▶ **Task prompt**
Extend the usage notes on the Create Space Time Cube (GeoAnalytics) tool below, picking up right after their final sentence.

▶ **Text under study**
Create Space Time Cube (GeoAnalytics)

Summary

Summarizes a set of points into a netCDF data structure by aggregating them into space-time bins. Within each bin, the points are counted, and specified attributes are aggregated. For all bin locations, the trend for counts and summary field values are evaluated.

Illustration

Space Time Cube Creation

Usage

  • This tool aggregates Point Layer features into space-time bins. The data structure it creates can be thought of as a three-dimensional cube composed of space-time bins with the x and y dimensions representing space and the t dimension representing time.

    Space-time bins in a three-dimensional cube

  • Every bin has a fixed position in space (x,y) and in time (t). Bins covering the same (x, y) area share the same location ID. Bins encompassing the same duration share the same time-step ID. Because the cube is always rectangular even if the point data is not, some locations will have point counts of zero for all time steps. For many analyses, only locations with data—with at least one point count greater than 1 for at least one time step—will be included in the analysis.

    Locations in the space-time cube

  • Each bin in the space-time cube has LOCATION_ID, time_step_ID, and COUNT field values, and values for any Summary Fields that were aggregated when the cube was created. Bins associated with the same physical location will share the same location ID and together will represent a time series. Bins associated with the same time-step interval will share the same time-step ID and together will comprise a time slice. The count value for each bin reflects the number of points that occurred at the associated location within the associated time-step interval.

  • The Point Layer parameter must be points, such as crime or fire events, disease incidents, customer sales data, or traffic accidents. Each point must have a date associated with it. The tool requires a minimum of 60 points and a variety of time stamps. The tool will fail if the parameters specified result in a cube with more than two billion bins.

  • This tool requires projected data to accurately measure distances.

  • Output from this tool is a netCDF representation of the input points. The resulting space time cube will be downloaded directly to the machine on which you run the analysis. The location will be specified in the tool messages.

  • It is not uncommon for a dataset to have a regularly spaced temporal distribution. For instance, you might have yearly data that all falls on January 1 of each year, or monthly data that is all time stamped the first of each month. This kind of data is often referred to as panel data. With panel data, temporal bias calculations will often show high percentages. This is to be expected, as each bin will only cover one particular time unit in the given time step. For instance, if you chose a 1-year Time Interval and your data fell on January 1 of each year, each bin would only cover one day out of the year. This is perfectly acceptable since it applies to each bin. Temporal bias becomes an issue when it is only present for certain bins due to bin creation parameters rather than true data distribution. It is important to evaluate the temporal bias in terms of the expected coverage in each bin based on the distribution of the data.

▶ **Supplied entries**
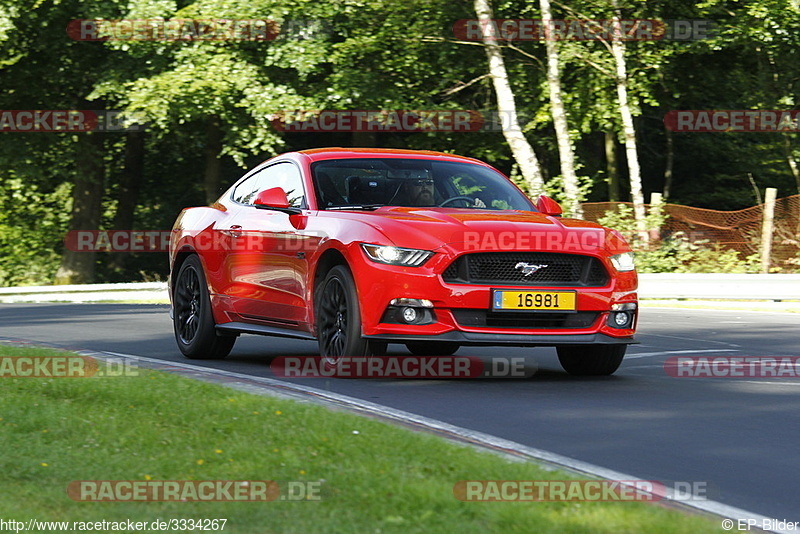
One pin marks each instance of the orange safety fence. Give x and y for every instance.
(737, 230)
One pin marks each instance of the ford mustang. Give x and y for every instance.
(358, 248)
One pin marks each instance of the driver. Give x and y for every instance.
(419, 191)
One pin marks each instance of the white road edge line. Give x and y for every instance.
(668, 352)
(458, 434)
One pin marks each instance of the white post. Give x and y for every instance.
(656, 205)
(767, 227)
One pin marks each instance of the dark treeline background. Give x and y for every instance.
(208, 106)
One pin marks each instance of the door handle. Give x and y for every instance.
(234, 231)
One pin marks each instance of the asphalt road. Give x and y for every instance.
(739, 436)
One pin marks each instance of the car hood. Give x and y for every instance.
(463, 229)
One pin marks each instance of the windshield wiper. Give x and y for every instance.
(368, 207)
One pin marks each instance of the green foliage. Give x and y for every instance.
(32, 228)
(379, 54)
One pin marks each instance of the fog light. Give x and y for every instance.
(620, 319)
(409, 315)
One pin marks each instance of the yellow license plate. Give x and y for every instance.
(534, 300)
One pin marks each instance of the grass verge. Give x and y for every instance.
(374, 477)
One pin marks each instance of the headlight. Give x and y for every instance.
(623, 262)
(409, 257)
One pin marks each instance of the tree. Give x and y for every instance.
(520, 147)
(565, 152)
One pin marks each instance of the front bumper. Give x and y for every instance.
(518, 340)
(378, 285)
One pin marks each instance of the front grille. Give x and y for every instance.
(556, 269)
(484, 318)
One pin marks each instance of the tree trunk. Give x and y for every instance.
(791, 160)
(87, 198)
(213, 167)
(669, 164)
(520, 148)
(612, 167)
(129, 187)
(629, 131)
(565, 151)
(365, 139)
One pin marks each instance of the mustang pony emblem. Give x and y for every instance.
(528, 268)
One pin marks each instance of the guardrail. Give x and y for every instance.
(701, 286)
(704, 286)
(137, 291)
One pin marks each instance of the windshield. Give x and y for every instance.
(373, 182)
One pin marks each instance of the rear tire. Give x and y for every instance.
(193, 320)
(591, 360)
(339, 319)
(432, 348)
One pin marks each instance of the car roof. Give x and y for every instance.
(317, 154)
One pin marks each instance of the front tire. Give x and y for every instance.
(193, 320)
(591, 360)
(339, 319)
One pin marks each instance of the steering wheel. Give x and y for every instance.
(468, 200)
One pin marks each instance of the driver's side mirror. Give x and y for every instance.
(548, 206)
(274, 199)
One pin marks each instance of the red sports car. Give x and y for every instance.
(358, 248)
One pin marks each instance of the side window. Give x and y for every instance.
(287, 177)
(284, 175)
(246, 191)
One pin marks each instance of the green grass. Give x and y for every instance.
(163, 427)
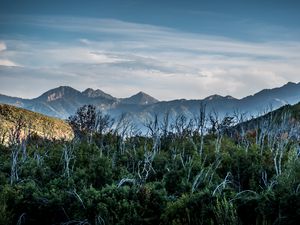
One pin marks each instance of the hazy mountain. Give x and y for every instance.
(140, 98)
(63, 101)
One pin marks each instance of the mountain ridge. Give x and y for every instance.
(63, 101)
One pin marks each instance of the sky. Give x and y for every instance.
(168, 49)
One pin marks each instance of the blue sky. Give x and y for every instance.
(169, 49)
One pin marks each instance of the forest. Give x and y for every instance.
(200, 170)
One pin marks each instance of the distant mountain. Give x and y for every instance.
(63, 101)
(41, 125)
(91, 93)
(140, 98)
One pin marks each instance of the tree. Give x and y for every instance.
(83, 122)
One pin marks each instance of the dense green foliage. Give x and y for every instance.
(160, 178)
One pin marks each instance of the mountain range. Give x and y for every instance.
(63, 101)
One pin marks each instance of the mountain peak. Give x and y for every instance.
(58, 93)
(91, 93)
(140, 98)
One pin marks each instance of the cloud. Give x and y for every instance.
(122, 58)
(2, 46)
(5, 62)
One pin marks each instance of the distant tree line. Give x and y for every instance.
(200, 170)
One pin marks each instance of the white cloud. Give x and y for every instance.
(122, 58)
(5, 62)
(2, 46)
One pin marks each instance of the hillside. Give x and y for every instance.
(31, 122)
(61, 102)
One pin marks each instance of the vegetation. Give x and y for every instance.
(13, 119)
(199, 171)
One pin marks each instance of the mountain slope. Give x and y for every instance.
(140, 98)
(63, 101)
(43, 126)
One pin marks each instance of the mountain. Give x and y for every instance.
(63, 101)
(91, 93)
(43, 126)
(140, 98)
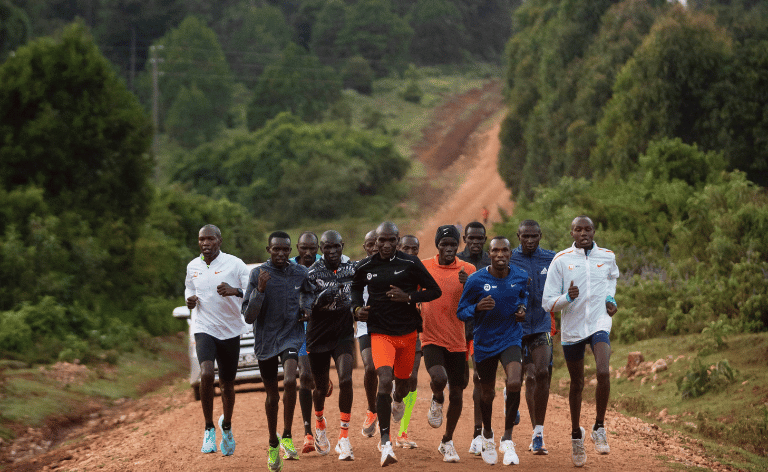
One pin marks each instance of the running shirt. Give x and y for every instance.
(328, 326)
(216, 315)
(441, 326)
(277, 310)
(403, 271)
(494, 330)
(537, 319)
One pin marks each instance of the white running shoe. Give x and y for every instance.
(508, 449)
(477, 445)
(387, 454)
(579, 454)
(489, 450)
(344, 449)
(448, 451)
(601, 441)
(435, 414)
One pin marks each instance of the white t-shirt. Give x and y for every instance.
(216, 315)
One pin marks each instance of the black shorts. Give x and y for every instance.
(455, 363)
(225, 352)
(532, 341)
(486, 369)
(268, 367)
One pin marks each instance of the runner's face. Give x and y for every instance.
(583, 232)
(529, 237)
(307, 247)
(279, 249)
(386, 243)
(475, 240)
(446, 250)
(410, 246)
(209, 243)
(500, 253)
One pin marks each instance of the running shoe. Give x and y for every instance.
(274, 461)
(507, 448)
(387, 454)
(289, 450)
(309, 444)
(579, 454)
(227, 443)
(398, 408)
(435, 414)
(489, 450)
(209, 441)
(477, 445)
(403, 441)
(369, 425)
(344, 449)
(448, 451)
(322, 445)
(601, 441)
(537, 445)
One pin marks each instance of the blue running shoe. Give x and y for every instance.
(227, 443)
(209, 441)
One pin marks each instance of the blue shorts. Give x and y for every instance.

▶ **Exercise result**
  • The temporal bias in the output report is calculated as the percentage of the time span that has no data present. For example, an empty bin would have 100 percent temporal bias. A bin with a 1-month time span and an end Time Interval Alignment that only has data for the second 2 weeks of the first time step would have a 50 percent first time-step temporal bias. A bin with a 1-month time span and a start Time Interval Alignment that only has data for the first 2 weeks of the last time step would have a 50 percent last time-step temporal bias.

  • Once you create a space-time cube, the spatial extent of the cube can never be extended.

  • The Reference Time parameter can be a date and time value or solely a date value; it cannot be solely a time value.

  • Use a Distance Interval that makes sense for your analysis. Find the balance between a distance interval that is so large the underlying patterns in your point data are lost, and a distance interval that is so small the cube is filled with zero counts.
  • The trend analysis performed on the aggregated count data and summary field values is based on the Mann-Kendall statistic.

  • The following statistical operations are available for the aggregation of attributes with this tool: sum, mean, minimum, maximum, and standard deviation.

  • When filling empty bins with SPATIAL_NEIGHBORS, a Queens Case Contiguity is used (contiguity based on edges and corners) of the 2nd order (includes neighbors and neighbors of neighbors). A minimum of 4 spatial neighbors are required to fill the empty bin using this option.

  • When filling empty bins with SPACE_TIME_NEIGHBORS, a Queens Case Contiguity is used (contiguity based on edges and corners) of the 2nd order (includes neighbors and neighbors of neighbors). Additionally, temporal neighbors are used for each of those bins found to be spatial neighbors by going backward and forward two time steps. A minimum of 13 space time neighbors are required to fill the empty bin using this option.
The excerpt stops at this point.